• Text provided:

========

8Controller’s duty of care in exercising power of sale

(1)In exercising a power of sale in relation to property of a cooperative, a controller must take all reasonable care to sell the property for—
(a)if, when it is sold, it has a market value—not less than the market value; or
(b)otherwise—the best price that is reasonably obtainable, having regard to the circumstances existing when the property is sold.
(2)Nothing in subsection (1) limits anything in part 9, division 2.

9Supreme Court may authorise managing controller to dispose of property despite prior charge

(1)On the application of a managing controller of property of a cooperative, the Supreme Court may by order authorise the controller to sell, or to dispose of in some other specified way, specified property of the cooperative, even though it is subject to a charge (the prior charge) that has priority over a charge (the controller’s charge) on the property that the controller is enforcing.
(2)The Supreme Court may make an order if satisfied that—
(a)apart from the existence of the prior charge, the controller would have power to sell, or to dispose of, the property; and
(b)the controller has taken all reasonable steps to obtain the consent of the holder of the prior charge to the sale or disposal, but has not obtained the consent; and
(c)sale or disposal of the property under the order is in the best interests of the cooperative’s creditors and of the cooperative; and
(d)sale or disposal of the property under the order will not unreasonably prejudice the rights or interests of the holder of the prior charge.
(3)The Supreme Court may have regard to the need to protect adequately the rights and interests of the holder of the prior charge.
(4)If the property would be sold or disposed of together with other property that is subject to the controller’s charge, the Supreme Court may have regard to—
(a)the amount, if any, by which it is reasonable to expect that the net proceeds of selling or disposing of the other property otherwise than together with the first-mentioned property would be less than so much of the net proceeds of selling or disposing of all the property together as would be attributable to the other property; and
(b)the amount, if any, by which it is reasonable to expect that the net proceeds of selling or disposing of the first-mentioned property otherwise than together with the other property would be greater than so much of the net proceeds of selling or disposing of all the property together as would be attributable to the first-mentioned property.
(5)Nothing in subsection (3) or (4) limits the matters to which the Supreme Court may have regard for subsection (2).
(6)An order may be made subject to conditions, for example (but without limitation)—
(a)a condition that—
(i)the net proceeds of the sale or disposal; and
(ii)the net proceeds of the sale or disposal of other property, if any, that may be specified in the condition and is subject to the controller’s charge;

or a specified part of the net proceeds, be applied in payment of specified amounts secured by the prior charge; or

(b)a condition that the controller apply a specified amount in payment of specified amounts secured by the prior charge.

========

• Excerpts from point annotation data:
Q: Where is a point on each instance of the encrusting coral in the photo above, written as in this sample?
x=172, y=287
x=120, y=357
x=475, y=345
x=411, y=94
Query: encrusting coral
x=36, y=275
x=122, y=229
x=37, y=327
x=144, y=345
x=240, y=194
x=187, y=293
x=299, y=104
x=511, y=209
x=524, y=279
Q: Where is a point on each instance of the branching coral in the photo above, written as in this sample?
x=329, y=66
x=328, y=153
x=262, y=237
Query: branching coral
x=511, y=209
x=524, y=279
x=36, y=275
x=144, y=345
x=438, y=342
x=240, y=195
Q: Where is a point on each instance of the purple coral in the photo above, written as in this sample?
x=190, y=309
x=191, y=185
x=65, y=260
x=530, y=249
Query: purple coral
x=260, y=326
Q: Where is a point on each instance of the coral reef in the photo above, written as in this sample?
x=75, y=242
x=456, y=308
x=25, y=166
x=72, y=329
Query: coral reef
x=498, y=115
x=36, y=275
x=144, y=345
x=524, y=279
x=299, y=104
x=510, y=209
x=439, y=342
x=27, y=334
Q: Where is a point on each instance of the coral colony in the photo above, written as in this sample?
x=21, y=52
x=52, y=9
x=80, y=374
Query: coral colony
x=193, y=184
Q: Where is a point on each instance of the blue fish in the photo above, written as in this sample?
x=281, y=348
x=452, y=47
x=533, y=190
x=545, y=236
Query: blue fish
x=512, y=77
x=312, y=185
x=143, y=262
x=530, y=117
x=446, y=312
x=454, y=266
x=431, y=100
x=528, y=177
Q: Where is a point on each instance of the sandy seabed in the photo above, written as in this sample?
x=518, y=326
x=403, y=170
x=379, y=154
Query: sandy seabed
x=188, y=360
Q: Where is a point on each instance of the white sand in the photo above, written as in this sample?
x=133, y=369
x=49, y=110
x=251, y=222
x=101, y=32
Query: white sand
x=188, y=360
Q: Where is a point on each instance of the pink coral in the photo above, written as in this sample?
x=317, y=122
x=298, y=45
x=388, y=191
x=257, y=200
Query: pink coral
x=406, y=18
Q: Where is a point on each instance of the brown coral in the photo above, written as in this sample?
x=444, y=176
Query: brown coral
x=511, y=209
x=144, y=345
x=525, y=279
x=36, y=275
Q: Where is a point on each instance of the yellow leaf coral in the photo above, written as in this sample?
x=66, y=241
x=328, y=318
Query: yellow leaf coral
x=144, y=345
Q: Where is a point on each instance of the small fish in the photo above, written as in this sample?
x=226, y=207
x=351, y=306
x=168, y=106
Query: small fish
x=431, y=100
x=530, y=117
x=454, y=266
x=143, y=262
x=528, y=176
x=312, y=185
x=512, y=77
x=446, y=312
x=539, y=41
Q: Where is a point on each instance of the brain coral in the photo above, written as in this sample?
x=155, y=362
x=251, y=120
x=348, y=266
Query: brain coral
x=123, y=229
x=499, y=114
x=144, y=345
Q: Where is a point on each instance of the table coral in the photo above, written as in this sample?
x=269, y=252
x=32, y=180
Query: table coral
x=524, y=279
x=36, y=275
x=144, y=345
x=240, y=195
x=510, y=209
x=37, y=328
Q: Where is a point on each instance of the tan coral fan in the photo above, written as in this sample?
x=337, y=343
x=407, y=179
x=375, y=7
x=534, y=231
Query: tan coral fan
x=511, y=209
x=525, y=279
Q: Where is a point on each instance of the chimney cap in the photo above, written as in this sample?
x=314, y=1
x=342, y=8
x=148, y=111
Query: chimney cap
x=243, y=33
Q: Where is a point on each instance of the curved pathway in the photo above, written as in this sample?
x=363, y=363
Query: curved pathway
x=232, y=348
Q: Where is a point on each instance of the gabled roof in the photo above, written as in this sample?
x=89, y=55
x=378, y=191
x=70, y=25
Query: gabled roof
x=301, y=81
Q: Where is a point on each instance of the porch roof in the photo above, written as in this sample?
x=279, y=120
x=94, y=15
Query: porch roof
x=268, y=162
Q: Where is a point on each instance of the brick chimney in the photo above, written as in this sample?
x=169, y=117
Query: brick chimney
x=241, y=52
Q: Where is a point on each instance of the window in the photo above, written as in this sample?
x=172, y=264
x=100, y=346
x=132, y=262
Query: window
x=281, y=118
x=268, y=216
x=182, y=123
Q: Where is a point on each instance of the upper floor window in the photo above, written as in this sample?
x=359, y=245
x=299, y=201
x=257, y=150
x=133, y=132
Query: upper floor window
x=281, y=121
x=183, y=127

========

• Tasks for this exercise:
1. Using the legal text on cooperative controllers and sales of charged property, list the matters the Supreme Court must be satisfied of before it may make an order authorizing a managing controller to sell or dispose of property despite a prior charge.
2. Carry the legal text on cooperative controllers and sales of charged property further, picking up after its final sentence and keeping its drafting style.

• Per-task answers:
1.
- Apart from the existence of the prior charge, the controller would have power to sell, or to dispose of, the property.
- The controller has taken all reasonable steps to obtain the consent of the holder of the prior charge to the sale or disposal, but has not obtained it.
- Sale or disposal of the property under the order is in the best interests of the cooperative's creditors and of the cooperative.
- Sale or disposal of the property under the order will not unreasonably prejudice the rights or interests of the holder of the prior charge.

2.
10Receiver’s power to carry on cooperative’s business during winding-up

(1)A receiver of property of a cooperative that is being wound-up may—
(a)with the written approval of the cooperative’s liquidator or with the approval of the Supreme Court, carry on the cooperative’s business either generally or as otherwise specified in the approval; and
(b)do whatever is necessarily incidental to carrying on the business under paragraph (a).
(2)Subsection (1) does not—
(a)affect a power that the receiver has otherwise than under subsection (1); or
(b)empower the receiver to do an act that the receiver would not have power to do if the cooperative were not being wound-up.
(3)A receiver of property of a cooperative who carries on the cooperative’s business under subsection (1) does so—
(a)as agent for the cooperative; and
(b)in his or her capacity as receiver of property of the cooperative.
(4)The consequences of subsection (3) include, but are not limited to, the following—
(a)for section 5(1)—a debt that the receiver incurs in carrying on the business as mentioned in subsection (3) is incurred in the course of the receivership;
(b)a debt or liability that the receiver incurs in so carrying on the business is not a cost, charge or expense of the winding-up.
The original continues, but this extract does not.